Extract to read =>

Metal Backend for Apple Silicon
The DotCompute Metal backend provides GPU acceleration for Apple Silicon (M1/M2/M3) and Intel Macs using Apple's Metal framework. This guide covers architecture, features, performance characteristics, and best practices.
Overview
The Metal backend delivers:
- Native Apple Silicon support with unified memory architecture
- Metal Performance Shaders (MPS) integration for optimized ML operations
- Thread-safe parallel execution via command queue pooling
- Binary kernel caching for sub-millisecond compilation
- 90%+ memory pool efficiency with automatic buffer recycling
Architecture
┌─────────────────────────────────────────────────────────────┐
│ C# Managed Layer │
├─────────────────────────────────────────────────────────────┤
│ MetalAccelerator │ MetalKernelCompiler │ MPS Backend │
│ MetalMemoryPool │ MetalCommandQueuePool │ Orchestrator│
├─────────────────────────────────────────────────────────────┤
│ P/Invoke Interop │
├─────────────────────────────────────────────────────────────┤
│ libDotComputeMetal.dylib (Native) │
│ DCMetalDevice.mm │ DCMetalMPS.mm │ Command Queue Pool │
├─────────────────────────────────────────────────────────────┤
│ Apple Metal Framework + MPS │
└─────────────────────────────────────────────────────────────┘
Key Components
| Component | Purpose |
|---|---|
MetalAccelerator |
Main entry point for GPU operations |
MetalKernelCompiler |
Compiles MSL kernels with binary caching |
MetalMemoryPoolManager |
Manages buffer allocation with pooling |
MetalCommandQueuePool |
Thread-safe command queue management |
MetalPerformanceShadersBackend |
MPS BLAS/CNN/Neural operations |
MetalMPSOrchestrator |
Auto-selects MPS vs custom kernels |
Getting Started
Prerequisites
- macOS 10.15+ (Catalina or later)

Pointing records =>
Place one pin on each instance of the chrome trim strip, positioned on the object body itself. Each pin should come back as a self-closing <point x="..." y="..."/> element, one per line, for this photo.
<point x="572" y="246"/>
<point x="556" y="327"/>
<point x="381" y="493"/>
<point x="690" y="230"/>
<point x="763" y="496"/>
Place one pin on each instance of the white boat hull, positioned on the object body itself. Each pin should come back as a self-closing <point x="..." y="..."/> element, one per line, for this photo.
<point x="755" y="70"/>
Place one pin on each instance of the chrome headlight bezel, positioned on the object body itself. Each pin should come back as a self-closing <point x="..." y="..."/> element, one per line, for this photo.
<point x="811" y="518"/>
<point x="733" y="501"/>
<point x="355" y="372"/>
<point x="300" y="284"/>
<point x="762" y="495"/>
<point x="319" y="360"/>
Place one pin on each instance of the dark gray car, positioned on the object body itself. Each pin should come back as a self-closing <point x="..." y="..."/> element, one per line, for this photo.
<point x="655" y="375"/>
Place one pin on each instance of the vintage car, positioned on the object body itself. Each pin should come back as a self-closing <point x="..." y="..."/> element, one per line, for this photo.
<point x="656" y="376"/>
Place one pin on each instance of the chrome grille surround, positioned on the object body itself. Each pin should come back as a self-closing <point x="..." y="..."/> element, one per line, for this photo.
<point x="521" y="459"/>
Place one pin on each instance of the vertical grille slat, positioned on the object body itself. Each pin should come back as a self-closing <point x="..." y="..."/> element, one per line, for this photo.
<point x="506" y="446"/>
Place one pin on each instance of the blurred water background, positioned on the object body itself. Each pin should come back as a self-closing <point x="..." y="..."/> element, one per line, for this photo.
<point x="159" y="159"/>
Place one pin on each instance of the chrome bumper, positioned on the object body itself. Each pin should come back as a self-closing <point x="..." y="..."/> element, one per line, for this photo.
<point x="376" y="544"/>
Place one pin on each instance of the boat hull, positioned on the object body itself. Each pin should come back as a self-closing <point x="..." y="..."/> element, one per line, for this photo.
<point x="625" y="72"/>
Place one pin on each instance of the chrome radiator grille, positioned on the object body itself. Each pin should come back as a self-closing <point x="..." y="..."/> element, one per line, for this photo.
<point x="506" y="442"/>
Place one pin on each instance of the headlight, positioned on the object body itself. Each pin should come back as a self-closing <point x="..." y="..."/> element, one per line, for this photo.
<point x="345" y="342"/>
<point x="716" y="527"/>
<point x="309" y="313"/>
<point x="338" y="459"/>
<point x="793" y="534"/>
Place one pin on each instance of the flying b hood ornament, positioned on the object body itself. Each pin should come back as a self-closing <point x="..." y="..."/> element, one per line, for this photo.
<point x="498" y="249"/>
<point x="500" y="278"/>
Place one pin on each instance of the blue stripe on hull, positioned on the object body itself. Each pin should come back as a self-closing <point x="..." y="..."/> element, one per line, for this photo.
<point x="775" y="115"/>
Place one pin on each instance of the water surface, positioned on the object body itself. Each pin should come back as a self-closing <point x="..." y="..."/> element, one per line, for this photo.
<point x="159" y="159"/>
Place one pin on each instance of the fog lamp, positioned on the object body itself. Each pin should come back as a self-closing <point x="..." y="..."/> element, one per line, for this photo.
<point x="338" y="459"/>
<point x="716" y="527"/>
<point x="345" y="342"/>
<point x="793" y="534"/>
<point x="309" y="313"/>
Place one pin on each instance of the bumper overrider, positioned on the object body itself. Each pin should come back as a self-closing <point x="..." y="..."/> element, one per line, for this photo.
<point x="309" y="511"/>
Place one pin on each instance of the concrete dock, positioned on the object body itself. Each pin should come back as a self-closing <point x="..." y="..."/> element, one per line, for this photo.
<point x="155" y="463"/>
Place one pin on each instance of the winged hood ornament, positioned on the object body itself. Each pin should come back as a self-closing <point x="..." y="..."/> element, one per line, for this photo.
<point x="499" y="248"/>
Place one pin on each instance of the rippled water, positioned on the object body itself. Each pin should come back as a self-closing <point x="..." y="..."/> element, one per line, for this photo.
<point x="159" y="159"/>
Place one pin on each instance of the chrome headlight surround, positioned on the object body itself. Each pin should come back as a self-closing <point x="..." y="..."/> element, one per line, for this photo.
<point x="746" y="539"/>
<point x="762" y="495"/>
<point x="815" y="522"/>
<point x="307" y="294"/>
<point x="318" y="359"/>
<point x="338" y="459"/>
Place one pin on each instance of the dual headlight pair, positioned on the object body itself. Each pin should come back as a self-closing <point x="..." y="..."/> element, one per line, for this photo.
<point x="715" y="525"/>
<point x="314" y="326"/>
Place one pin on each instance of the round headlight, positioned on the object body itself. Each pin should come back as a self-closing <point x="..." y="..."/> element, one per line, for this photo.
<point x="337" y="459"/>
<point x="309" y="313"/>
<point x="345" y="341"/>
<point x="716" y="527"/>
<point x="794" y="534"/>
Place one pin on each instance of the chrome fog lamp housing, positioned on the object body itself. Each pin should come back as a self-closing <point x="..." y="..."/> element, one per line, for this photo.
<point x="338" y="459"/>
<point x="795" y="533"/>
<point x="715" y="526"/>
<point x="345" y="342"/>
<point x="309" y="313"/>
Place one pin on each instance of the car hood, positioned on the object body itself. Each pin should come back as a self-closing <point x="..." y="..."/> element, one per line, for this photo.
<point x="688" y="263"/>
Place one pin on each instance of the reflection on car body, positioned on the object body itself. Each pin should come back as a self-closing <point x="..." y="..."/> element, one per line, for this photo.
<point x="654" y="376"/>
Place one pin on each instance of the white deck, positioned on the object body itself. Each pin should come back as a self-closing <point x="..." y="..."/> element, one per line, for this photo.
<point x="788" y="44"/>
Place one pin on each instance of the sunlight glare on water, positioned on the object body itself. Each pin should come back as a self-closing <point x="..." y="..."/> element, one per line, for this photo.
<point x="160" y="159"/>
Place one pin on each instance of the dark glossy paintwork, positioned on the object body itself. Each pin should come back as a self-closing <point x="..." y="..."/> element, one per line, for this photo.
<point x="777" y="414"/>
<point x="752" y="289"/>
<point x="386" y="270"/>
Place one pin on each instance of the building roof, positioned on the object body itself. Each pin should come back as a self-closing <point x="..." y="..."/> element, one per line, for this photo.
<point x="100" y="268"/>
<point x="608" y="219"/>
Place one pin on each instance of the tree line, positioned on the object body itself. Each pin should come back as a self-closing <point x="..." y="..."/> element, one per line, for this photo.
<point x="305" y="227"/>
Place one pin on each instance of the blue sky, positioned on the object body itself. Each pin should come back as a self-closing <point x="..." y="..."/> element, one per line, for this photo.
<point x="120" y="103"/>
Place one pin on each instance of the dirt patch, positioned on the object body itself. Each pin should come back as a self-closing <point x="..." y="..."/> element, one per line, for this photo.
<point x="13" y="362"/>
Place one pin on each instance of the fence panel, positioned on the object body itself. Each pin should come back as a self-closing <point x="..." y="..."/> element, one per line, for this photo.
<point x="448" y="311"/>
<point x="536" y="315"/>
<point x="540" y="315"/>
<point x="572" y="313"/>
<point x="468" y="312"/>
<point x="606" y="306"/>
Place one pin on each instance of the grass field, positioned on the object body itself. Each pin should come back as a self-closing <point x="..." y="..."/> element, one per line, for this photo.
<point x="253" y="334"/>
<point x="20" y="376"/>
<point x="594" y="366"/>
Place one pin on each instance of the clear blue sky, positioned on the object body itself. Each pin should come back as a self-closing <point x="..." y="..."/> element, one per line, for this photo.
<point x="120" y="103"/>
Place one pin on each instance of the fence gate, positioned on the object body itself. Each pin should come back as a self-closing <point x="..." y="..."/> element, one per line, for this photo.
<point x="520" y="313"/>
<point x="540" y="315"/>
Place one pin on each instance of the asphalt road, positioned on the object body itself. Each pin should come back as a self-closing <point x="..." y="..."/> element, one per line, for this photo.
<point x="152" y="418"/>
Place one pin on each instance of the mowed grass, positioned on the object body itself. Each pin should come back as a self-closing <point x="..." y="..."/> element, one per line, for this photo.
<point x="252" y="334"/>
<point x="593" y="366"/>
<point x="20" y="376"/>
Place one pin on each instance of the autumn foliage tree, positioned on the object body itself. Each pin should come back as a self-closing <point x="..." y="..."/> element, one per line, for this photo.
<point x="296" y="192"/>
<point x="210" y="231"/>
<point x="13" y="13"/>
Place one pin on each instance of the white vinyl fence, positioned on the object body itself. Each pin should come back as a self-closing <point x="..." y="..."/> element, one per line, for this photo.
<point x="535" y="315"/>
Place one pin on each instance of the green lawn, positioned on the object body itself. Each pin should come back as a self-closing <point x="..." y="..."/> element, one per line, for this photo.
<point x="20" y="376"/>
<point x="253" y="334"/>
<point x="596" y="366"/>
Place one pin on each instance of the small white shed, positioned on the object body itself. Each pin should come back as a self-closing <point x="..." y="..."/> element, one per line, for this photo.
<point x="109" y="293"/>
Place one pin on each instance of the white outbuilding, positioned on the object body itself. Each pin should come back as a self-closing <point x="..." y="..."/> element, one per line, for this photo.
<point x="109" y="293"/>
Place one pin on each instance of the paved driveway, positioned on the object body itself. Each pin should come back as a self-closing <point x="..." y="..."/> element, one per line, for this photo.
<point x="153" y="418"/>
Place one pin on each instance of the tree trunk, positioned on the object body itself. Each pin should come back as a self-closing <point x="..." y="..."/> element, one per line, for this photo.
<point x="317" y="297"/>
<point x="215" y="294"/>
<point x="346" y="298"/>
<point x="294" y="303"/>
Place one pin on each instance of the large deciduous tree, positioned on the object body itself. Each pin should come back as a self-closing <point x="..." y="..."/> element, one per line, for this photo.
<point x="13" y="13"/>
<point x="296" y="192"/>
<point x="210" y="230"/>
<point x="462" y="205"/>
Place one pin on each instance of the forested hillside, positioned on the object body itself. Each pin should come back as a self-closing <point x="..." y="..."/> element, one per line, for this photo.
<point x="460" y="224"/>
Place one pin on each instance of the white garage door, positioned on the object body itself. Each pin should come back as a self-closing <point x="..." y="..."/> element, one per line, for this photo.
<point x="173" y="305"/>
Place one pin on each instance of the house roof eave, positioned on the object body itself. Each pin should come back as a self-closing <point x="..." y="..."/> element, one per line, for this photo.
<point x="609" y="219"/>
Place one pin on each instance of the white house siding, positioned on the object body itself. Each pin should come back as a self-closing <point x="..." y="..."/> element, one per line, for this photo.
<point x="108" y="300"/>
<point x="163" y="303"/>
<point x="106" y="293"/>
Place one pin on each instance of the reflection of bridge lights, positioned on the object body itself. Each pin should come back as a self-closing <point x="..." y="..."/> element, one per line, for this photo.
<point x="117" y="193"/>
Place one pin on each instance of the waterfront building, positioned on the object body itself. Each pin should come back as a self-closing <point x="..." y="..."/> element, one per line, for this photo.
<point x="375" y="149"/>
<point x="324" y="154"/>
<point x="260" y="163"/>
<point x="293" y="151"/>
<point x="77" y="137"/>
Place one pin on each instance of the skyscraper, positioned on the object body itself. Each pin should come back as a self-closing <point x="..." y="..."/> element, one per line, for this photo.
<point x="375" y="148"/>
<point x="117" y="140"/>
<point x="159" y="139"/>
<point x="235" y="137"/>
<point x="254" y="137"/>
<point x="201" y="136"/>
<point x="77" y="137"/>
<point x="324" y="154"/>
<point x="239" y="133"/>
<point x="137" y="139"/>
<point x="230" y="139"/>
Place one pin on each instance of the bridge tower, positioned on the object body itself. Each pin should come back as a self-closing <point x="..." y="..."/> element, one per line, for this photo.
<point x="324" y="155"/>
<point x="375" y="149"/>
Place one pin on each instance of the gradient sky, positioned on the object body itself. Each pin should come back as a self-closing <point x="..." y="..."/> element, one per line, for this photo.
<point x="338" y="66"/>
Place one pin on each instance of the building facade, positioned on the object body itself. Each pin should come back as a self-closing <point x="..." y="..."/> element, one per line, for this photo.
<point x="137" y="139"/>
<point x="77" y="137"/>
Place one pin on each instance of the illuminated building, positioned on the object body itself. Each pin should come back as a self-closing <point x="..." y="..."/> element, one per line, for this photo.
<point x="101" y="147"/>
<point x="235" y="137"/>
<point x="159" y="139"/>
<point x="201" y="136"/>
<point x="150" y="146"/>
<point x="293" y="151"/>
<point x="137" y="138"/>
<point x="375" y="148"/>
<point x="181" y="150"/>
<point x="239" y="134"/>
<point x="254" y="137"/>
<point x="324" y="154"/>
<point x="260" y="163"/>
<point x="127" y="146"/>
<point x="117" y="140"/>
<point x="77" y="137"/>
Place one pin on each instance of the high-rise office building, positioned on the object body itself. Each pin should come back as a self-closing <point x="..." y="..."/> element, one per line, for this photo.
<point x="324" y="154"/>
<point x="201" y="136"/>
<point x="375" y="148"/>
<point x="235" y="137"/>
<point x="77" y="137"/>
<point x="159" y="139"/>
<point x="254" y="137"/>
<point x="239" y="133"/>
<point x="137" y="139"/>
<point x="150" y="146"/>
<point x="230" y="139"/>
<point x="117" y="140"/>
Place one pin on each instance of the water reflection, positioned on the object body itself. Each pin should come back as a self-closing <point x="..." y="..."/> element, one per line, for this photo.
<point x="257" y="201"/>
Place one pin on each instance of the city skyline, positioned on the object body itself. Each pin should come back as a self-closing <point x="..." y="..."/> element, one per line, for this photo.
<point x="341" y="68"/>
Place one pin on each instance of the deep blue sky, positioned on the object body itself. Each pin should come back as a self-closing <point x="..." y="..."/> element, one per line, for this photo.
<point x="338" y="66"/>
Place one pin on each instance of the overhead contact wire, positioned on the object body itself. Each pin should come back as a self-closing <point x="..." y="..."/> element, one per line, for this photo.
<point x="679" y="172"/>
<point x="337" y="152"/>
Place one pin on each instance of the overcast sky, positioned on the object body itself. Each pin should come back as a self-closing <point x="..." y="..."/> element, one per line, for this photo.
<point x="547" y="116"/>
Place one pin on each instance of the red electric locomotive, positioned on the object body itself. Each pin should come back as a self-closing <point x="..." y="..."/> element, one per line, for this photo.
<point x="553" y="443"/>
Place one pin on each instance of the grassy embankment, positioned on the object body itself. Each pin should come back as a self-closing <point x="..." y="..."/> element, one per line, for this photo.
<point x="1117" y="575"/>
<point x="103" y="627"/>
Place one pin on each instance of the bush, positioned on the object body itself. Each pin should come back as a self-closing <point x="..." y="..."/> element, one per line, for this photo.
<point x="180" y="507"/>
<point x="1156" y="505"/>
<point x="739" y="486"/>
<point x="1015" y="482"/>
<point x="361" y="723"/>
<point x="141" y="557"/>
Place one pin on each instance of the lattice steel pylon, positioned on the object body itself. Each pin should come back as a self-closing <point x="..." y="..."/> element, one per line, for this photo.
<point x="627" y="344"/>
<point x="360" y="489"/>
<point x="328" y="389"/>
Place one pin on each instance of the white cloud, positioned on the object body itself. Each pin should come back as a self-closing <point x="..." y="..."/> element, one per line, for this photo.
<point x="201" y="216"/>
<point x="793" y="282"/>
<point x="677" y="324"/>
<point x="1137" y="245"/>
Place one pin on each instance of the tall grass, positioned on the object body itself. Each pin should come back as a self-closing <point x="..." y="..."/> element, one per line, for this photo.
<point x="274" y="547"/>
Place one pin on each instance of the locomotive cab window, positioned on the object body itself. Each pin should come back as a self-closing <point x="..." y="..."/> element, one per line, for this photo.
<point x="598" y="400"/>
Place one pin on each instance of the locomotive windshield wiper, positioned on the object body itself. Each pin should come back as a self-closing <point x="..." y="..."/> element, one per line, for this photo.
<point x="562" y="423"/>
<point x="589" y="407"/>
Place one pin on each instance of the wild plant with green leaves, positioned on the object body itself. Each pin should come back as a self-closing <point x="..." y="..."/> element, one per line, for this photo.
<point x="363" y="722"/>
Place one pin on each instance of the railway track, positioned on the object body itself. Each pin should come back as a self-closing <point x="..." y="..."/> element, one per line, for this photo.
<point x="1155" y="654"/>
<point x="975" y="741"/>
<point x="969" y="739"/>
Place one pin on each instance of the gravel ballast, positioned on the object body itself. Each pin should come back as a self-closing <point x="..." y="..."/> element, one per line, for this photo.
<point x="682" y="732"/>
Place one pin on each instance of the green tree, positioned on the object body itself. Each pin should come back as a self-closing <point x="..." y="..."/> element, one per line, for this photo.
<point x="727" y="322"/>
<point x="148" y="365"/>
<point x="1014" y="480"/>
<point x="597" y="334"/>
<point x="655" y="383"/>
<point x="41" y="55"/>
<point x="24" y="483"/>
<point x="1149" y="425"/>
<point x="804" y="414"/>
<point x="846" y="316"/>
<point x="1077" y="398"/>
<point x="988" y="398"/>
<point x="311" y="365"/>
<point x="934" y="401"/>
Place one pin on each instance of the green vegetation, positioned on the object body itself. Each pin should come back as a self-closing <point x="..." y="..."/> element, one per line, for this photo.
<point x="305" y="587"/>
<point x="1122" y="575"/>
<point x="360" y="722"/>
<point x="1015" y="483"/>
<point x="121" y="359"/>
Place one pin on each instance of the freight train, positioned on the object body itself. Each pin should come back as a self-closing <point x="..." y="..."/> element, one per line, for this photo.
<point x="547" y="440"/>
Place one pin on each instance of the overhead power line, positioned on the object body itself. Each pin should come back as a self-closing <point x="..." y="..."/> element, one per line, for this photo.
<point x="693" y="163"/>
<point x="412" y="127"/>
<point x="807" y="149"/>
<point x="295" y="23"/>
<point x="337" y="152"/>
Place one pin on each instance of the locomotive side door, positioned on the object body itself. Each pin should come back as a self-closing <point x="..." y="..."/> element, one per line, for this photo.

The tasks =>
• 1. What does the MetalMPSOrchestrator component do, according to the Metal backend guide?
• 2. Please list every component named in the Key Components table of the Metal backend guide.

Answers below =>
• 1. It automatically selects between MPS and custom kernels.

• 2. MetalAccelerator, MetalKernelCompiler, MetalMemoryPoolManager, MetalCommandQueuePool, MetalPerformanceShadersBackend, MetalMPSOrchestrator